Passage to read:
Stephon Johnson | 8/23/2018

Authorities arrested a public contractor for allegedly skimming from his employees’ paychecks.

This week, New York State Attorney General Barbara Underwood and Port Authority Inspector General Michael Nestor announced the arrest of Marjan Kasapinov, 63, for allegedly taking more than $40,000 in wages and benefits from 28 workers employed to work on a publicly funded construction project at LaGuardia Airport. Kasapinov faces between one and four years in prison, a five-year ban from public work and payment of back wages to his employees.

Kasapinov, doing business as Paterson, N.J.-based EMLO Corp., was contracted to perform asbestos removal work on several buildings at LaGuardia Airport between March 2014 and March 2015. Kasapinov and EMLO Corp are charged with failure to pay the prevailing rate of wage or supplements, offering a false instrument for filing in the first degree and failure to secure workers’ compensation insurance-all felonies.

What to work on:
1) Decide whether each statement agrees with the article on the LaGuardia contractor arrest, and answer yes or no with the deciding words quoted from it. (a) The contract covered asbestos removal. (b) The wages were allegedly taken from 40 workers. (c) EMLO Corp. is based in New York.
2) Translate this sentence from the article on the LaGuardia contractor arrest into Spanish: "Authorities arrested a public contractor for allegedly skimming from his employees’ paychecks."
3) According to the article on the LaGuardia contractor arrest, during what period was Kasapinov contracted to work at LaGuardia Airport?

Dataset content:
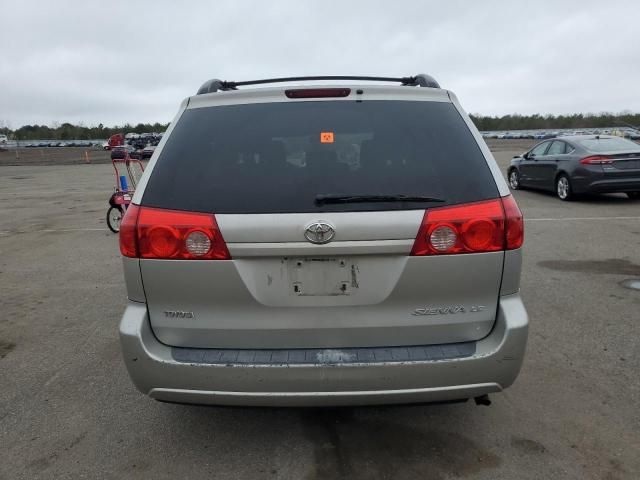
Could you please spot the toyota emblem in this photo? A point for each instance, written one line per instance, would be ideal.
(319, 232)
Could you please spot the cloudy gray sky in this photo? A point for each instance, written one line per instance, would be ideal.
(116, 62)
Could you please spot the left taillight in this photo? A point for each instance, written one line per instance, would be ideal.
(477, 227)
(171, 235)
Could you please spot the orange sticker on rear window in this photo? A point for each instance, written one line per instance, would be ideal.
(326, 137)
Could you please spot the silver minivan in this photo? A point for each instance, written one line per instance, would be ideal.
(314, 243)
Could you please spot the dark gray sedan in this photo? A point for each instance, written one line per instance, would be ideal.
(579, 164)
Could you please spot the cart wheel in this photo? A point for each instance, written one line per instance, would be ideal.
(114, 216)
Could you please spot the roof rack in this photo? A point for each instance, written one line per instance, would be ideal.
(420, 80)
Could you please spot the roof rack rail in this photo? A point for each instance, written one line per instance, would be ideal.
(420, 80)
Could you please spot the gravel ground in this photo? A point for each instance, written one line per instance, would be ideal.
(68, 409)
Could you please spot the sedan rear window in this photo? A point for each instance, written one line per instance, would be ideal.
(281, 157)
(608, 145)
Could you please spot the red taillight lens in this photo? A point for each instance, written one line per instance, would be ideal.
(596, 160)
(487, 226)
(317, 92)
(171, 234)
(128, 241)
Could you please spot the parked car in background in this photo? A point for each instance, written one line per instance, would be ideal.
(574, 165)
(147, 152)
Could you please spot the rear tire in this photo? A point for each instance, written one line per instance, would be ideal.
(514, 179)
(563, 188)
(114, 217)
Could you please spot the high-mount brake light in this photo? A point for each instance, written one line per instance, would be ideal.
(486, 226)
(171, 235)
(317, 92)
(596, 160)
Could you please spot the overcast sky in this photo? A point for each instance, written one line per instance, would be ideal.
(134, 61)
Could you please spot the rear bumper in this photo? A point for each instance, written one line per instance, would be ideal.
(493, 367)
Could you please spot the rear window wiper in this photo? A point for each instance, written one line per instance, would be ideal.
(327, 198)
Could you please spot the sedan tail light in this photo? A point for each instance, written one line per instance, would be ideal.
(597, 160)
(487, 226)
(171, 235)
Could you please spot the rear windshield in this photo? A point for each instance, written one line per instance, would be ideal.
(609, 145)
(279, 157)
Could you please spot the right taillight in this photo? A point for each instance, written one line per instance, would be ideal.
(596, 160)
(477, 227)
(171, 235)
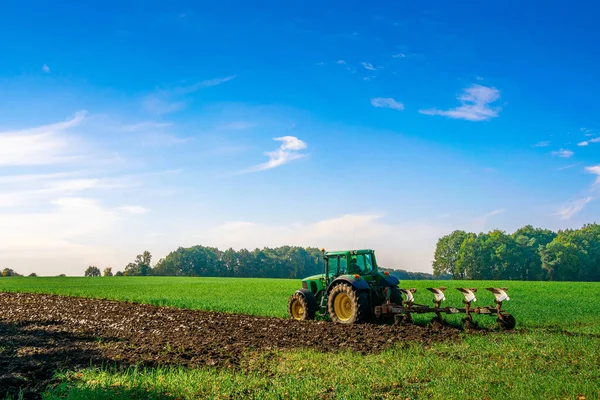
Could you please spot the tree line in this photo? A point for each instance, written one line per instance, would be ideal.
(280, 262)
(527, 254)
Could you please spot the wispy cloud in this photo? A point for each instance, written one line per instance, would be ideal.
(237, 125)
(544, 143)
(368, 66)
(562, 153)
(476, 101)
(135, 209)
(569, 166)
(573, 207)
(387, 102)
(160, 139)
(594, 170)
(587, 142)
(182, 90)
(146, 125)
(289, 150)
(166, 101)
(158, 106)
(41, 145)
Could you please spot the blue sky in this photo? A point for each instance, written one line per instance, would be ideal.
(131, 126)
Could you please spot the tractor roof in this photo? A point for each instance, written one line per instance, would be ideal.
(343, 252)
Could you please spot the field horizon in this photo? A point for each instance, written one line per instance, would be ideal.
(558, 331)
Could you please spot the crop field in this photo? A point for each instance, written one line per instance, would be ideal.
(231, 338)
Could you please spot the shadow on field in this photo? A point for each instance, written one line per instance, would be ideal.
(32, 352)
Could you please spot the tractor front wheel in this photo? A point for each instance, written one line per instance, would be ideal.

List of answers:
1)
(a) Yes: "was contracted to perform asbestos removal work on several buildings at LaGuardia Airport"
(b) No: "more than $40,000 in wages and benefits from 28 workers"
(c) No: "Paterson, N.J.-based EMLO Corp."

2) Las autoridades arrestaron a un contratista público por presuntamente quedarse con parte de los cheques de pago de sus empleados.

3) Between March 2014 and March 2015.